## START Information shown
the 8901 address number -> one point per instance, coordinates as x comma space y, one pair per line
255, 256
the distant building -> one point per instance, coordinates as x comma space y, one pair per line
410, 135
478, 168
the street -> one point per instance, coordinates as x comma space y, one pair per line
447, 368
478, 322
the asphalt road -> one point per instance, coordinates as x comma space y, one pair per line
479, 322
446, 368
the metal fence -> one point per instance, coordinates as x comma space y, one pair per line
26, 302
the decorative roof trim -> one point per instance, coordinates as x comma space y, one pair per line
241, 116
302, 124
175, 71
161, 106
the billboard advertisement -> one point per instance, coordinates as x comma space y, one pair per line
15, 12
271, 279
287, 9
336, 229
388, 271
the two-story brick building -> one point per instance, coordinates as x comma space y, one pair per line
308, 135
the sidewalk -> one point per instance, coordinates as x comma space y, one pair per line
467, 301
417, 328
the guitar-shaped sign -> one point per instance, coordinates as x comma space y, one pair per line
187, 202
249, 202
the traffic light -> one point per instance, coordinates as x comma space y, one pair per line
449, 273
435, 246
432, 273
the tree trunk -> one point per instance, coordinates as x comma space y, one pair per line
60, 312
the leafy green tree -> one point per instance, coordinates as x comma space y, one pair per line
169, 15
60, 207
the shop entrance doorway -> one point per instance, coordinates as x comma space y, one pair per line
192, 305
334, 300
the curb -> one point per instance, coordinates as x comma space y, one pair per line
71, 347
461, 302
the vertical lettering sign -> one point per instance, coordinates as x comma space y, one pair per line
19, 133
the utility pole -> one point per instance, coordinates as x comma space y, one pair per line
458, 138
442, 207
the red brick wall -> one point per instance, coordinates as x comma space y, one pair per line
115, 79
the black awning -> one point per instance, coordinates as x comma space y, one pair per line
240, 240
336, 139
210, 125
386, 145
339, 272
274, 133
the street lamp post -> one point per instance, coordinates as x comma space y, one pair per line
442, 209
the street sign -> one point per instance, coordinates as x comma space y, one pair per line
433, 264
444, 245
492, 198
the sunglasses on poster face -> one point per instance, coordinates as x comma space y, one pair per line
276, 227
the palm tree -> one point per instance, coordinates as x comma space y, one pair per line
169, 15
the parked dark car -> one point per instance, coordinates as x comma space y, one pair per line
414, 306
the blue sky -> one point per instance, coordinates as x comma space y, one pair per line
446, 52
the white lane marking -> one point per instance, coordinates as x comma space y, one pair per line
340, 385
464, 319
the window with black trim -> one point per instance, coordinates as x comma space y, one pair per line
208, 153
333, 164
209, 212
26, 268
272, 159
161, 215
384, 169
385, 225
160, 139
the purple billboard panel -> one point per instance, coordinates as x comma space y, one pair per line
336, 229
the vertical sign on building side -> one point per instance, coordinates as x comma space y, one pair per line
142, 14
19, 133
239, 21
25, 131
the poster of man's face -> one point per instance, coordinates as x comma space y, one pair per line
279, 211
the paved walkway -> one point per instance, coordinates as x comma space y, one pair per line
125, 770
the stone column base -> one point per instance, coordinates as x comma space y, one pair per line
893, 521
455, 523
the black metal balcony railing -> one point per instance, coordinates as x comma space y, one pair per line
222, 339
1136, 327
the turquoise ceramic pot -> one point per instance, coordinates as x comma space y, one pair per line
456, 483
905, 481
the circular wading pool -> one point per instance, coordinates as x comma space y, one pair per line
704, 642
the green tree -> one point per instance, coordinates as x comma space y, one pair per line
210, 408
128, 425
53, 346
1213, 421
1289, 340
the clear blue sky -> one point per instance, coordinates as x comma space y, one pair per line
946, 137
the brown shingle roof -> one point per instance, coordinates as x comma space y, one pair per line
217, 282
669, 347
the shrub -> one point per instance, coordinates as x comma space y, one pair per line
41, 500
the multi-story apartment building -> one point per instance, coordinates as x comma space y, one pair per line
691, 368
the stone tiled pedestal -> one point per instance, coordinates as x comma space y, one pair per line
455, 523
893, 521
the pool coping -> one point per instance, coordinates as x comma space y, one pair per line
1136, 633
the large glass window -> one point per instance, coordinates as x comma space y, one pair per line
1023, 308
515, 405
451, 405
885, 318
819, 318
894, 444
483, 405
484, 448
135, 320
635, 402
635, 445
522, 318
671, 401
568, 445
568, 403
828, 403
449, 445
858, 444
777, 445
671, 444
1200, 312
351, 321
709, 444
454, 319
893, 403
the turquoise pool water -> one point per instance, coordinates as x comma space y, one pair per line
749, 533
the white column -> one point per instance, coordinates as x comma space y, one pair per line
## END Information shown
### Task requirements
Extract all of the material exactly as it is written.

### Answer
the 8901 address number -> one point per instance, coordinates as x comma space y, one pair per line
255, 256
the distant building -> one point per instance, coordinates as x comma space y, one pair per line
410, 135
478, 168
the street -> one point per instance, coordinates as x comma space y, one pair per line
447, 368
478, 322
the asphalt road -> one point per instance, coordinates as x comma space y, one pair per line
479, 322
446, 368
the metal fence -> one point per instance, coordinates as x comma space y, one pair per line
26, 302
the decorative roof trim -> one point per instance, coordinates as x comma space y, one pair per line
241, 116
302, 124
175, 71
161, 106
the billboard advertisement -> one point per instance, coordinates as x comma space y, one pair per line
15, 12
271, 279
287, 9
336, 229
388, 271
the two-story brick building -> one point per instance, coordinates as x comma space y, one pair per line
308, 135
the sidewalk -> one point per instance, coordinates as x comma space y, one pair per line
467, 301
417, 328
the guitar-shaped sign -> one point per instance, coordinates as x comma space y, one pair per line
187, 202
249, 202
the traffic light -> one point per instance, coordinates as x comma space y, one pair per line
449, 273
435, 246
432, 273
the tree trunk -> one point per instance, coordinates as x comma space y, one pair per line
60, 312
the leafy green tree -> one point per instance, coordinates as x comma space y, one pair per line
169, 15
60, 207
the shop entrance doorway -> one point per instance, coordinates as x comma space y, one pair per line
192, 305
334, 300
the curb -> one point per instance, coordinates as x comma space y, one pair per line
71, 347
461, 302
the vertical lettering sign -> one point per instance, coordinates as x comma space y, one pair per line
19, 133
the utility pole -> one point per instance, coordinates as x comma space y, one pair per line
458, 138
442, 207
the red brick wall -> one point per instance, coordinates as x comma space y, one pair per line
115, 79
the black awning -> one point per instance, coordinates as x comma space y, one pair per line
240, 240
336, 139
210, 125
386, 145
339, 272
274, 133
the street lamp post -> one point per instance, coordinates as x comma space y, one pair per line
442, 209
the street sign -> one point per instance, coordinates as x comma space y, one pair per line
433, 264
444, 245
492, 198
the sunglasses on poster face -> one point per instance, coordinates as x comma space y, one pair per line
276, 227
the palm tree -> one point per instance, coordinates as x comma space y, one pair per line
169, 15
the parked dark car -> one point per instance, coordinates as x comma space y, one pair per line
414, 306
the blue sky -> one point per instance, coordinates as x comma space y, one pair per line
446, 52
the white lane marking -> one point per instance, coordinates as x comma space y, one pair per line
340, 385
464, 319
the window with black trim -> one point per instance, coordinates as x comma space y, one pair per line
208, 153
333, 164
209, 212
26, 268
272, 159
161, 215
384, 169
385, 225
160, 139
the purple billboard panel -> one point per instance, coordinates as x comma space y, one pair per line
336, 229
the vertical sign on building side -> one point per instance, coordinates as x comma space y, one pair per line
142, 14
19, 133
239, 21
25, 131
the poster of man's face -> one point per instance, coordinates as x comma space y, one pair per line
279, 211
the paved walkway -> one point per instance, coordinates as x comma space y, one pair per line
125, 770
the stone column base -> one point per instance, coordinates as x comma space y, one pair per line
893, 521
455, 523
the black metal balcony railing -> one point per instance, coordinates as x comma space y, one pair per line
222, 339
1136, 327
the turquoise ceramic pot -> one point per instance, coordinates as x comma space y, one pair per line
456, 483
905, 481
the circular wading pool -> one point per instance, coordinates as x comma space y, one pair per line
704, 642
the green tree -> one point per instance, coordinates as x comma space y, one pair per line
210, 408
128, 425
53, 346
1213, 421
1289, 340
the clear blue sky -> one point per instance, coordinates as x comma space y, one pair per line
946, 137
the brown shingle roof -> one point per instance, coordinates as x comma space y, one pair per line
217, 282
669, 347
the shrub -> one point per instance, coordinates as x comma space y, one pair per line
41, 500
the multi-story apartment building -> one point per instance, coordinates as x comma space y, one pair per line
691, 368
the stone tiled pedestal -> one point per instance, coordinates as x comma space y, one pair per line
455, 523
893, 521
the pool coping -> one point per instance, coordinates as x comma space y, one pair per line
1136, 633
the large glass window -> one point per instance, coordinates as x comma space y, one pair per line
1023, 308
515, 405
451, 405
885, 318
819, 318
894, 444
483, 405
484, 448
135, 320
635, 402
635, 445
522, 318
671, 401
568, 445
568, 403
828, 403
449, 445
858, 444
777, 445
671, 444
1200, 312
351, 321
709, 444
454, 319
893, 403
the turquoise pool water -> one point per instance, coordinates as x comma space y, one pair per line
749, 533
the white column -> one point per instance, coordinates as x comma space y, one pair per line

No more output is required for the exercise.